Stored items from a collection:
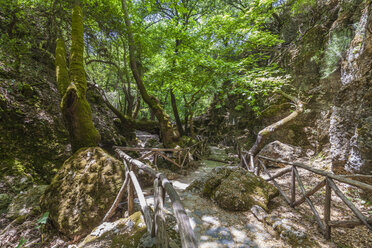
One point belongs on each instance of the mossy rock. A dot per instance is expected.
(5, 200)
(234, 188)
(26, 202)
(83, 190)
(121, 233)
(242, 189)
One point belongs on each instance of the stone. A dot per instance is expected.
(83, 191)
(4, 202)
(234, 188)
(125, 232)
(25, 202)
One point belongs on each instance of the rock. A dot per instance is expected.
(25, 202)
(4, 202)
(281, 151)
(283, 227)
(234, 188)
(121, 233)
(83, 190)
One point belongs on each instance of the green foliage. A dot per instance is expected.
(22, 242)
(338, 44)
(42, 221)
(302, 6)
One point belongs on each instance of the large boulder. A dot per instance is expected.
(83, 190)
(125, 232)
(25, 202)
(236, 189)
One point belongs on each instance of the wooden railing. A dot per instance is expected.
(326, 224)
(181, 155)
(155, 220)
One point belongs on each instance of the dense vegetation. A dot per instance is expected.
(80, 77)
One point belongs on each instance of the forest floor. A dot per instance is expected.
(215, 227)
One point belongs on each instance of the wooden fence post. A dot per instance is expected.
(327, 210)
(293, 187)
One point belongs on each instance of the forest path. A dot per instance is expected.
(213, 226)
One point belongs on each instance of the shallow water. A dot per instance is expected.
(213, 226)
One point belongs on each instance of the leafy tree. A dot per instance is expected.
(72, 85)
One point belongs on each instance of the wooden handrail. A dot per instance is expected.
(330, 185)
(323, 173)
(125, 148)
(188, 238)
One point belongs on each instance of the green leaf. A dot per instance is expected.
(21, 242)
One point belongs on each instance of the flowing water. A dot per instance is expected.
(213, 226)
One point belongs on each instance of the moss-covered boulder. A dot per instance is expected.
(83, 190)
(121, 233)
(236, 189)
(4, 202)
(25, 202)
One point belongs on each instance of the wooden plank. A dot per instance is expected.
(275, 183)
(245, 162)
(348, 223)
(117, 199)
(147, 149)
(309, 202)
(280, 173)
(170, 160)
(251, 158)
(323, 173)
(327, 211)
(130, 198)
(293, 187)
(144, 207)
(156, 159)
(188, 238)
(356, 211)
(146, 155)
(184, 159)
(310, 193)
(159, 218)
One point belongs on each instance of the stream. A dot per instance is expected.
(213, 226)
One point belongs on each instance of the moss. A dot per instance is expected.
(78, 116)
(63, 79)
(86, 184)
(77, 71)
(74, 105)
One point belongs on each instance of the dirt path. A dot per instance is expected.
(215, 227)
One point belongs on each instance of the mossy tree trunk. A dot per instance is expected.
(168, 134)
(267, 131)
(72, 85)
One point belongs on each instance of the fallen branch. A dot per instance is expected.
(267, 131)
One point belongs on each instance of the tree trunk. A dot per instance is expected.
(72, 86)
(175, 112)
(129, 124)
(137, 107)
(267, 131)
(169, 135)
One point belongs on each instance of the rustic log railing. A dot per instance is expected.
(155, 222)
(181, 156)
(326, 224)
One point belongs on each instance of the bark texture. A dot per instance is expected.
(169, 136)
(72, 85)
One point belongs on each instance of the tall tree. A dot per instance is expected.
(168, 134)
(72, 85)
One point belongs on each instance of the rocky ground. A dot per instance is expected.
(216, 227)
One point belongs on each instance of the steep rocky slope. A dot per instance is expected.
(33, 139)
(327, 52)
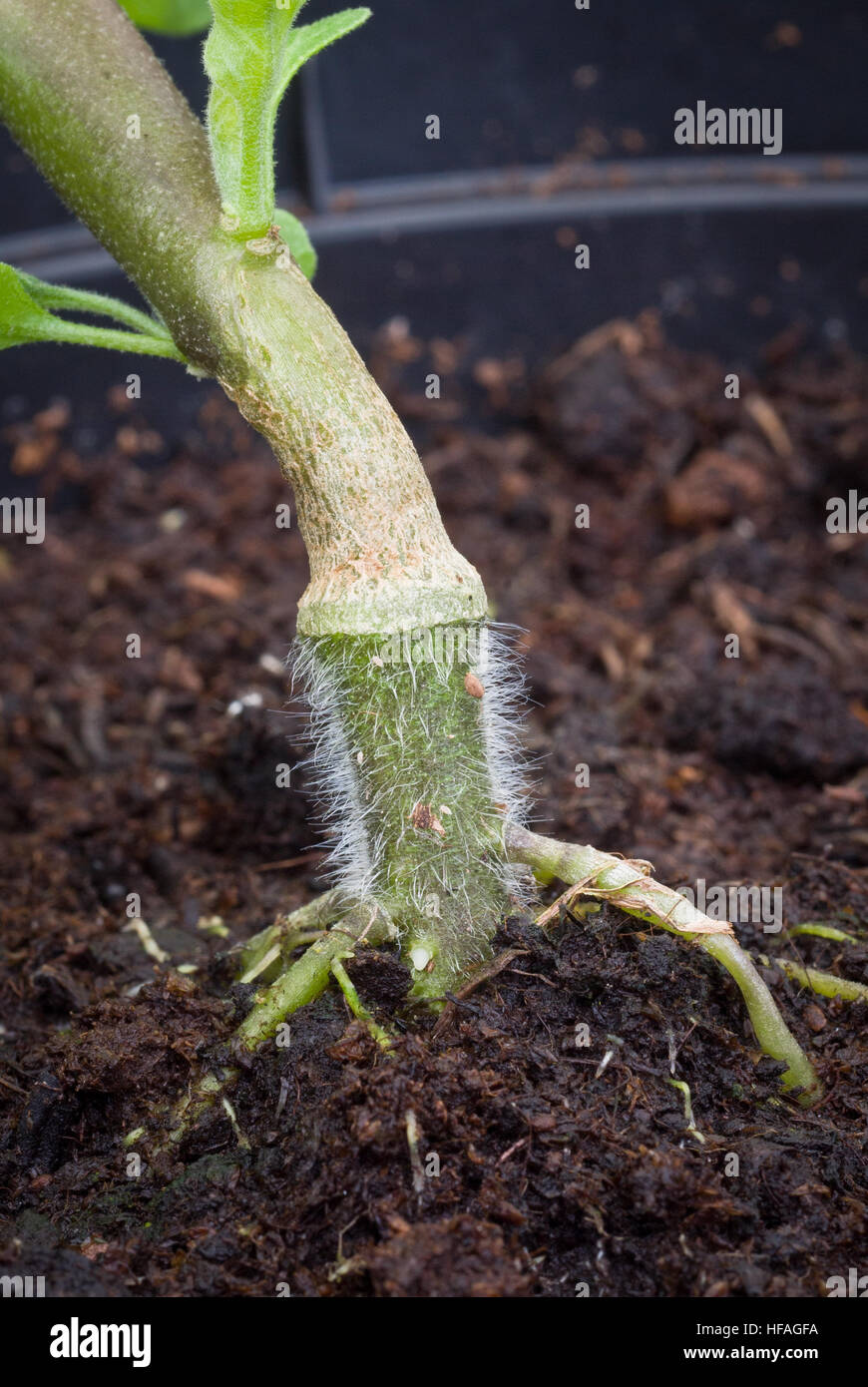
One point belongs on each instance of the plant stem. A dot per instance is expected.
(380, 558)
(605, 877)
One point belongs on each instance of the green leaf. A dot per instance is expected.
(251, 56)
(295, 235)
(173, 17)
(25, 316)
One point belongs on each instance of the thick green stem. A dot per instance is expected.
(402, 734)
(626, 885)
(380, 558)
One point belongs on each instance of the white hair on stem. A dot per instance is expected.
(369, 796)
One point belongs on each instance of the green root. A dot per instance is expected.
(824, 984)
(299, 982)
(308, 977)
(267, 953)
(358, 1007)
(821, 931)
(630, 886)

--

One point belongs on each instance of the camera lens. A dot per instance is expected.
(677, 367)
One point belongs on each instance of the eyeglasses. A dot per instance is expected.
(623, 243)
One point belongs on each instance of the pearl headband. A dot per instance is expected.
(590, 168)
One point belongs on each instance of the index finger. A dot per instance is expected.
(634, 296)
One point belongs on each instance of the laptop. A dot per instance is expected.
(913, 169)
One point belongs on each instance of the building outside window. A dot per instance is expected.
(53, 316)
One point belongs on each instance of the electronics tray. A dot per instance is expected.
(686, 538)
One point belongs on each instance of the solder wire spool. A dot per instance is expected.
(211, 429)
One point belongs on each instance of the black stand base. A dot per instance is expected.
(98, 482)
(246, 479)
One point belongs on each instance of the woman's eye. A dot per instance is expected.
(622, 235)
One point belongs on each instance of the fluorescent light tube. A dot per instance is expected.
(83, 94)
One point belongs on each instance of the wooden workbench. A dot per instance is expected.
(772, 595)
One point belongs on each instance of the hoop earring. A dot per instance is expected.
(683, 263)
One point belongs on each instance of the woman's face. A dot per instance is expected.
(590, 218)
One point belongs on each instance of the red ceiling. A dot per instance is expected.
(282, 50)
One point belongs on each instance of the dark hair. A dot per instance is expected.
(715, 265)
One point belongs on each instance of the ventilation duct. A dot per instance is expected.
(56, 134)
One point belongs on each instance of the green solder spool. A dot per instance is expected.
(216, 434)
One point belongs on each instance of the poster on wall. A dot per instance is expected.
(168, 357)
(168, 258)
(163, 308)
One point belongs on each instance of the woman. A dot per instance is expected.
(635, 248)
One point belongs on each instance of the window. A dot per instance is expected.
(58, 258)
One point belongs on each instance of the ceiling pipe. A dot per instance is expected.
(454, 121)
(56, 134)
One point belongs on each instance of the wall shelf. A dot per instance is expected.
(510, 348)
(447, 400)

==

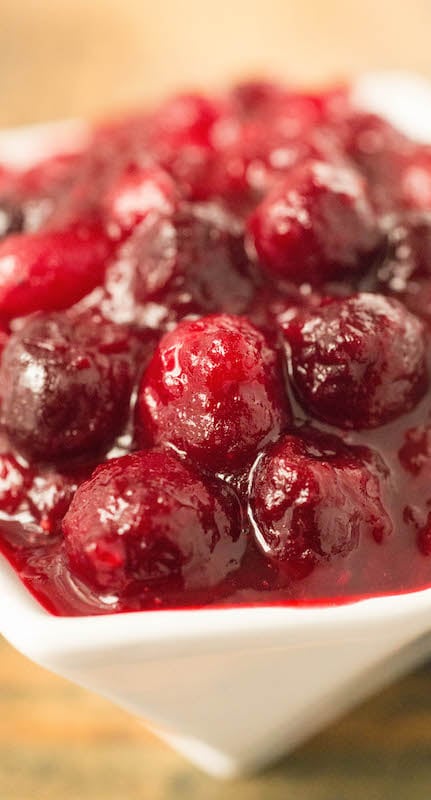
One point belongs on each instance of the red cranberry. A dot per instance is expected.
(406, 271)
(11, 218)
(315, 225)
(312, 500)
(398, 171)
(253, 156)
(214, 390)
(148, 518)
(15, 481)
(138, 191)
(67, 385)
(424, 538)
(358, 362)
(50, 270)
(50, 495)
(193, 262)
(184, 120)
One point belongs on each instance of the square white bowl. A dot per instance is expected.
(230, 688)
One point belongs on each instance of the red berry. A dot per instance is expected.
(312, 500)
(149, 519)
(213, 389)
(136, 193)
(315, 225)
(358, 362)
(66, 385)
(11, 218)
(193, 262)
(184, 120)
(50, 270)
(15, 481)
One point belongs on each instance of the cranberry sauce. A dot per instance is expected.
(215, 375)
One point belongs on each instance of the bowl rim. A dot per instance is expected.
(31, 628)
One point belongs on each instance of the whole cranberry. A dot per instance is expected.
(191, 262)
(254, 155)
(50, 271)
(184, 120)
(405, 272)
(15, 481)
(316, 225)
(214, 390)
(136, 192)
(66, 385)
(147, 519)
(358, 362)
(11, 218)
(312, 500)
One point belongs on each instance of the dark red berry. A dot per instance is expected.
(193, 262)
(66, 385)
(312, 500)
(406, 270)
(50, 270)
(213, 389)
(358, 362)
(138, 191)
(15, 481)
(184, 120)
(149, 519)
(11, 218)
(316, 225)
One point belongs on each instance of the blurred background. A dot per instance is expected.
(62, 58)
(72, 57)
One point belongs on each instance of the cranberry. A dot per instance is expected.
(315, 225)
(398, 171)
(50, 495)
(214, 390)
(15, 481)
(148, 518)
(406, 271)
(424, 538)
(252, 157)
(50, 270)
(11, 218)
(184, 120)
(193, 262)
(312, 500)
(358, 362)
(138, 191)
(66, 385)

THE PROBLEM:
Pull out each line in the three blocks that contains the string "spool", and list those lines.

ANSWER FOR THIS EXERCISE:
One point belongs on each instance of the solder wire spool. A dot per instance is expected.
One point belongs on each instance of the green solder spool. A dot per instance is expected.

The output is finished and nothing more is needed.